Passage shown START
If there is one thing that I have learned over the past year and half, during the COVID-19 pandemic, it is this: the social media environment created by the Internet has given us a virtual cesspool of information, that makes it exceedingly difficult to parse through the lies and get to the truth. Christians should be known for being seekers of truth, but based on many of the Internet usage habits that I have observed, we are not doing the best job of displaying humility and discernment as we seek to know the truth, even during the current public health crisis.

Frankly, the situation depresses me. Still, I find hope in that when people, even Christians who get misled by what they read on Facebook, are able to sit down and have face-to-face conversations, where people feel free to open up as to how they acquire information and describe their thought processes in coming to their conclusions, it is refreshing to discover that there is something valuable in having such open and honest dialogue.

As far as the coronavirus goes, the whole situation is still a moving target. However, there are a few things that we can bank on as correct: We had an opportunity earlier in the year to squash this thing, but we missed it. With new variants following their evolutionary track, to try to survive, it will be difficult to assess the near term impact brought about by breakthrough cases, where people get infected with variants of COVID even after being vaccinated. In the long term, COVID-19 will be with us for a long, long time. Essentially, COVID-19, along with its related variants, will become just like the common cold and the flu. We will have to deal with this for the rest of our lives.
Passage shown END
Excerpted data START
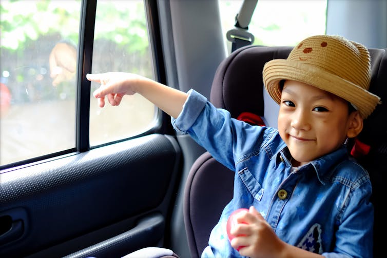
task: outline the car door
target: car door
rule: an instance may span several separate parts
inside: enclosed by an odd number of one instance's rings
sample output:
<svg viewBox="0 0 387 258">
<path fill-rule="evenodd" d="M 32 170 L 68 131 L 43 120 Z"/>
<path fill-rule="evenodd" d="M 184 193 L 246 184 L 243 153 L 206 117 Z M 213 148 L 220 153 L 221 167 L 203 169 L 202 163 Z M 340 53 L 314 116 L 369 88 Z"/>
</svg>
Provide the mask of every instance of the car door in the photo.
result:
<svg viewBox="0 0 387 258">
<path fill-rule="evenodd" d="M 120 70 L 165 83 L 156 8 L 2 1 L 0 256 L 165 245 L 181 167 L 170 118 L 139 96 L 100 108 L 85 79 Z"/>
</svg>

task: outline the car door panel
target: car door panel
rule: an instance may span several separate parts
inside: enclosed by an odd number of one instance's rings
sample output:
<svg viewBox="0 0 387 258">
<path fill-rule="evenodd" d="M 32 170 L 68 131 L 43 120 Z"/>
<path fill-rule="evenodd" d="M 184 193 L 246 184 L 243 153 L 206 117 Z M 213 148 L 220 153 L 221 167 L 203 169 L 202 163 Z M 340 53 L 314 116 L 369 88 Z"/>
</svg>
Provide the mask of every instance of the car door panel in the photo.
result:
<svg viewBox="0 0 387 258">
<path fill-rule="evenodd" d="M 64 256 L 125 232 L 156 244 L 169 215 L 180 155 L 173 137 L 154 134 L 3 172 L 0 214 L 8 226 L 0 256 L 46 249 Z M 156 229 L 144 226 L 147 216 Z"/>
</svg>

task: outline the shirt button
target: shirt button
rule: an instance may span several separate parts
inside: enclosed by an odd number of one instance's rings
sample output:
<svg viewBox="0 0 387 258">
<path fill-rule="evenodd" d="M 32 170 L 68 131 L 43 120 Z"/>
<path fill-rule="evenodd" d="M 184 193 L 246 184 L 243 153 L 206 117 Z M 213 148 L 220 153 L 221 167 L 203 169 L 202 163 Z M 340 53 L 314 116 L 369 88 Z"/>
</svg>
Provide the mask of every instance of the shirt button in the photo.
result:
<svg viewBox="0 0 387 258">
<path fill-rule="evenodd" d="M 286 199 L 287 196 L 287 192 L 284 189 L 281 189 L 278 191 L 278 197 L 281 200 Z"/>
</svg>

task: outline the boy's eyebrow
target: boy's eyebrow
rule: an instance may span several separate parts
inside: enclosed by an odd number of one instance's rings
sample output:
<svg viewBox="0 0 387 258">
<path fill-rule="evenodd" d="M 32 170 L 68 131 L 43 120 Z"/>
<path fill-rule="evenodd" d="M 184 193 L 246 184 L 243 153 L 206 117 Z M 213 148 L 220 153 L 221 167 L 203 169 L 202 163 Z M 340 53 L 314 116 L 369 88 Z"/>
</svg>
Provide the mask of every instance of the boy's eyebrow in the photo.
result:
<svg viewBox="0 0 387 258">
<path fill-rule="evenodd" d="M 285 88 L 282 90 L 282 92 L 285 92 L 287 93 L 288 93 L 291 95 L 295 95 L 297 93 L 295 93 L 294 91 L 292 90 L 291 89 L 289 89 L 288 88 Z M 333 93 L 331 93 L 331 92 L 326 92 L 326 94 L 320 94 L 318 95 L 316 95 L 315 96 L 313 96 L 312 97 L 312 100 L 314 101 L 318 101 L 320 100 L 324 100 L 324 99 L 328 99 L 331 101 L 333 101 L 334 96 L 336 96 L 335 95 L 333 94 Z"/>
</svg>

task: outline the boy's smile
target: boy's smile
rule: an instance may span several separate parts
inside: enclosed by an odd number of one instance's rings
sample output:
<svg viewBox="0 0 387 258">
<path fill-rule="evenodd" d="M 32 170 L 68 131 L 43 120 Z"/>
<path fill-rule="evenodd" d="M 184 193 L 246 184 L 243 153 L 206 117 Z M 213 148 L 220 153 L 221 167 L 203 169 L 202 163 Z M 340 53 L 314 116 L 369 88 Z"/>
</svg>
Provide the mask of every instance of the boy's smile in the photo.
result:
<svg viewBox="0 0 387 258">
<path fill-rule="evenodd" d="M 356 123 L 362 127 L 360 117 L 356 116 L 358 112 L 349 114 L 348 102 L 341 97 L 303 83 L 286 81 L 278 130 L 294 159 L 293 166 L 328 154 L 340 147 L 347 137 L 353 137 L 351 132 Z"/>
</svg>

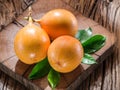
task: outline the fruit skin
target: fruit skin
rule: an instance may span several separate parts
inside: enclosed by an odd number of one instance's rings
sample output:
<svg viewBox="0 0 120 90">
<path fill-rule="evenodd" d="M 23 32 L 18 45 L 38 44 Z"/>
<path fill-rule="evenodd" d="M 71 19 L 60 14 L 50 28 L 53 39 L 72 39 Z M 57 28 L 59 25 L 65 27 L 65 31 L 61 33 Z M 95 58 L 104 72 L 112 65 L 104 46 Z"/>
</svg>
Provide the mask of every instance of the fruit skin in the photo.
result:
<svg viewBox="0 0 120 90">
<path fill-rule="evenodd" d="M 37 63 L 47 55 L 50 39 L 47 33 L 29 22 L 15 36 L 14 49 L 18 58 L 26 64 Z"/>
<path fill-rule="evenodd" d="M 48 33 L 51 40 L 61 35 L 74 36 L 78 31 L 76 17 L 65 9 L 51 10 L 36 22 Z"/>
<path fill-rule="evenodd" d="M 63 35 L 49 46 L 48 61 L 54 70 L 68 73 L 79 66 L 83 53 L 82 45 L 76 38 Z"/>
</svg>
Excerpted data END
▶ **Actions to take**:
1. Decide whether each statement below agrees with the COVID-19 passage. Answer yes or no for each, and quote the words from the passage that decide it.
(a) The writer admits to being depressed by the situation.
(b) The writer expects COVID-19 to be gone within a few years.
(c) The writer says the chance earlier in the year to stop the virus was taken.
2. Transcribe everything in the COVID-19 passage from "If there is" down to "public health crisis.", word for word.

▶ **Responses to the exercise**:
1.
(a) Yes: "Frankly, the situation depresses me."
(b) No: "In the long term, COVID-19 will be with us for a long, long time."
(c) No: "We had an opportunity earlier in the year to squash this thing, but we missed it."

2.
If there is one thing that I have learned over the past year and half, during the COVID-19 pandemic, it is this: the social media environment created by the Internet has given us a virtual cesspool of information, that makes it exceedingly difficult to parse through the lies and get to the truth. Christians should be known for being seekers of truth, but based on many of the Internet usage habits that I have observed, we are not doing the best job of displaying humility and discernment as we seek to know the truth, even during the current public health crisis.